WHAT THIS TASK INVOLVES: Could the records below be restated word for word, without a single picture?

MATERIALS PROVIDED:
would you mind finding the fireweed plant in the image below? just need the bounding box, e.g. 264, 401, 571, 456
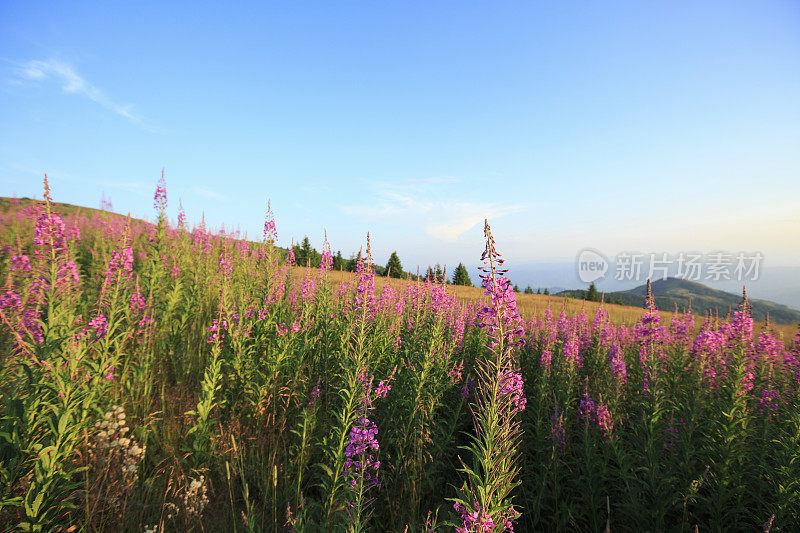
0, 177, 798, 531
451, 220, 525, 532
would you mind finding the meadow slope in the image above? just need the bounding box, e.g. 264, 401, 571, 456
1, 183, 799, 531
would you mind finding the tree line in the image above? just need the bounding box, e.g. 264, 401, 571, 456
290, 236, 475, 286
290, 237, 571, 296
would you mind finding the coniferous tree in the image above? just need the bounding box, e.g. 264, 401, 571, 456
586, 282, 599, 302
425, 264, 444, 282
385, 251, 403, 278
513, 284, 520, 293
451, 263, 473, 287
543, 288, 550, 295
300, 236, 312, 265
523, 286, 533, 294
332, 251, 344, 271
292, 241, 303, 266
346, 250, 362, 272
536, 288, 541, 294
292, 244, 306, 266
434, 264, 444, 282
295, 236, 319, 267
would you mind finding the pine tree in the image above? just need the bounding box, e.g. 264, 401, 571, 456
523, 285, 533, 294
295, 236, 319, 267
451, 263, 473, 287
385, 251, 403, 278
513, 284, 520, 293
586, 282, 599, 302
536, 288, 541, 294
434, 264, 444, 282
333, 251, 344, 271
292, 241, 304, 267
425, 264, 443, 282
543, 288, 550, 295
346, 250, 362, 272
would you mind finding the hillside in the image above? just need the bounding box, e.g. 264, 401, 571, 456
0, 196, 290, 253
3, 197, 796, 340
560, 278, 800, 325
0, 196, 128, 222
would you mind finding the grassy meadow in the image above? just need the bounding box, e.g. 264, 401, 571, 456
1, 178, 799, 532
320, 268, 797, 341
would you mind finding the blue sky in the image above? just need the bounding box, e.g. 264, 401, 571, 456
2, 1, 799, 281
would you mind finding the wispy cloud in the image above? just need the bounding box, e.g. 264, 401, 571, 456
194, 187, 230, 202
341, 178, 524, 242
15, 59, 148, 127
426, 202, 524, 242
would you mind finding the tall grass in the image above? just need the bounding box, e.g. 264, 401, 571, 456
0, 177, 798, 531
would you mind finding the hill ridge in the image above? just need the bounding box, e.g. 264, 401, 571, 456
559, 277, 800, 325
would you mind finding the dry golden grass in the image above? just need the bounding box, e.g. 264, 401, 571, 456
293, 266, 797, 342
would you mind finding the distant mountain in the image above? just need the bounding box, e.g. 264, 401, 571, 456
546, 286, 568, 295
559, 278, 800, 325
506, 260, 800, 311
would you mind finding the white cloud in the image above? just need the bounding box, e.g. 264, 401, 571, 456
340, 178, 524, 242
15, 59, 147, 127
426, 202, 524, 242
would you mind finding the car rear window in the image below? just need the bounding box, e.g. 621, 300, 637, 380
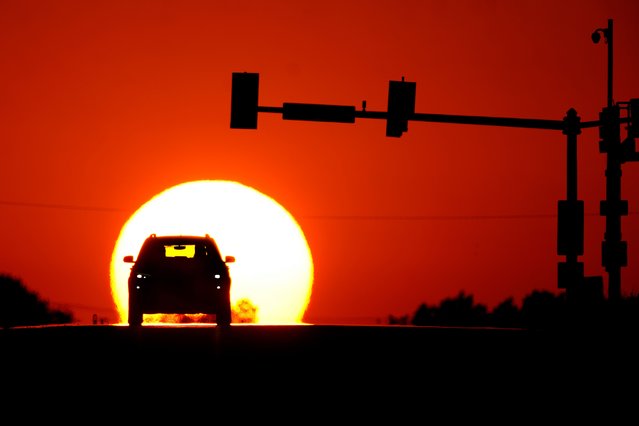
164, 244, 196, 258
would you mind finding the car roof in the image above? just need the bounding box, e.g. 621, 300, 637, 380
144, 234, 215, 244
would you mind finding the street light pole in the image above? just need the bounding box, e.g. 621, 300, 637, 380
608, 19, 613, 107
592, 18, 613, 107
593, 19, 626, 302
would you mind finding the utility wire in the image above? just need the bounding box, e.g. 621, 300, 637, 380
301, 211, 638, 221
0, 200, 126, 213
2, 199, 637, 220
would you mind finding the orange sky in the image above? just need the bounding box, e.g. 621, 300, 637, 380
1, 0, 639, 324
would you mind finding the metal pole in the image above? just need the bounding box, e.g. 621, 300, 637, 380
566, 109, 579, 202
603, 105, 624, 302
557, 109, 584, 297
607, 19, 614, 107
603, 19, 623, 301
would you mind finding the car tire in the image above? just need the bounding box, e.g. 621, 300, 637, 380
128, 291, 143, 326
217, 296, 232, 326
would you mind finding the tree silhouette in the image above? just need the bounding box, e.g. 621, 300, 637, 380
520, 289, 568, 330
410, 303, 435, 326
410, 291, 489, 327
0, 273, 75, 328
407, 288, 639, 330
437, 291, 488, 326
388, 313, 410, 325
233, 298, 257, 323
490, 297, 522, 328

EXERCISE OUTPUT:
would you mind finding the fireweed plant in the image below? just need the bounding box, e.g. 264, 401, 571, 456
0, 177, 798, 531
451, 220, 525, 532
would you mind finding the meadow slope in the image above? just need the bounding box, e.g. 264, 401, 571, 456
1, 183, 799, 531
would you mind finding the tree line in the image above? just need the bounding box, e.g. 264, 401, 571, 456
290, 236, 475, 286
290, 237, 571, 296
would you mind finding the coniferous tree in the image above? just need the bounding box, e.g. 264, 401, 571, 456
586, 282, 599, 302
425, 264, 444, 282
385, 251, 403, 278
513, 284, 520, 293
451, 263, 473, 287
543, 288, 550, 295
300, 236, 312, 265
523, 286, 533, 294
332, 251, 344, 271
292, 241, 303, 266
346, 250, 362, 272
536, 288, 541, 294
292, 244, 306, 266
434, 264, 444, 282
295, 236, 319, 267
would you mind finding the pine tree in the image above? just need the bounding box, e.g. 264, 401, 571, 456
523, 285, 533, 294
295, 236, 319, 267
451, 263, 473, 287
385, 251, 403, 278
513, 284, 520, 293
586, 282, 599, 302
536, 288, 541, 294
434, 264, 444, 282
333, 251, 344, 271
292, 241, 304, 267
425, 264, 443, 282
543, 288, 550, 295
346, 250, 362, 272
would you mind finding the hillside in the image above? just need the bounding box, e.g. 264, 401, 571, 456
0, 196, 290, 253
3, 197, 796, 340
560, 278, 800, 325
0, 196, 128, 222
would you mind finding the grassy meadow in the image above? just need the bounding box, e.g. 264, 401, 571, 456
1, 178, 799, 532
320, 268, 797, 341
would you mind finding the blue sky in the image above? just need the bounding box, e.g. 264, 401, 571, 456
2, 1, 799, 281
would you mind finding the wispy cloud in the image above? just need the bounding box, e.g. 264, 401, 571, 456
194, 187, 230, 202
341, 178, 524, 242
15, 59, 148, 127
426, 202, 524, 242
would you mind finding the tall grass in the image above? just need the bounding box, e.g. 264, 401, 571, 456
0, 177, 798, 531
would you mind finding the hill ridge in the image above? just need the bounding box, e.g. 264, 401, 571, 456
559, 277, 800, 325
would you mind finding the dry golden grass in the image above? just need the bounding box, e.g. 264, 401, 571, 456
293, 266, 797, 342
would you mind finding the distant mountain in the image above? just need the bounding box, e.g. 264, 401, 571, 456
546, 286, 568, 295
559, 278, 800, 325
506, 260, 800, 311
would you mind finding the white cloud in the image above? just need the bounding box, e.g. 264, 401, 571, 456
340, 178, 524, 242
15, 59, 147, 127
426, 202, 524, 242
would you mind finding the car rear window in the image below? just need the bounding box, e.g. 621, 300, 637, 380
164, 244, 196, 258
would you mind finding the car roof in the image above? just need the bounding box, e.g. 621, 300, 637, 380
144, 234, 215, 244
would you mind finding the street light pole in the image above? just need the bounding box, e.g. 621, 300, 637, 380
608, 19, 613, 107
592, 18, 613, 107
593, 19, 626, 302
would you mind finding the utility wire in the image above? just need the bounding box, e.g. 621, 300, 637, 380
301, 211, 638, 221
0, 200, 126, 213
2, 199, 637, 220
would you mind finding the orange sky in the image above? just need the bounding box, e.g. 621, 300, 637, 380
1, 0, 639, 324
would you mind finding the metal pole in the image above? just need the bounding box, e.g. 621, 300, 637, 380
566, 109, 579, 202
603, 105, 624, 302
557, 109, 584, 297
607, 19, 614, 107
603, 19, 623, 301
would you mind finding the car tire in the image above? just need the bounding box, e.g. 621, 300, 637, 380
128, 291, 143, 326
217, 296, 232, 326
would you mind finding the tree silhouette in the image above? just need the bounding box, e.g. 621, 300, 637, 380
520, 289, 568, 330
410, 303, 435, 326
410, 291, 489, 327
0, 273, 75, 328
407, 288, 639, 330
437, 291, 488, 326
388, 313, 410, 325
233, 298, 257, 323
490, 297, 522, 328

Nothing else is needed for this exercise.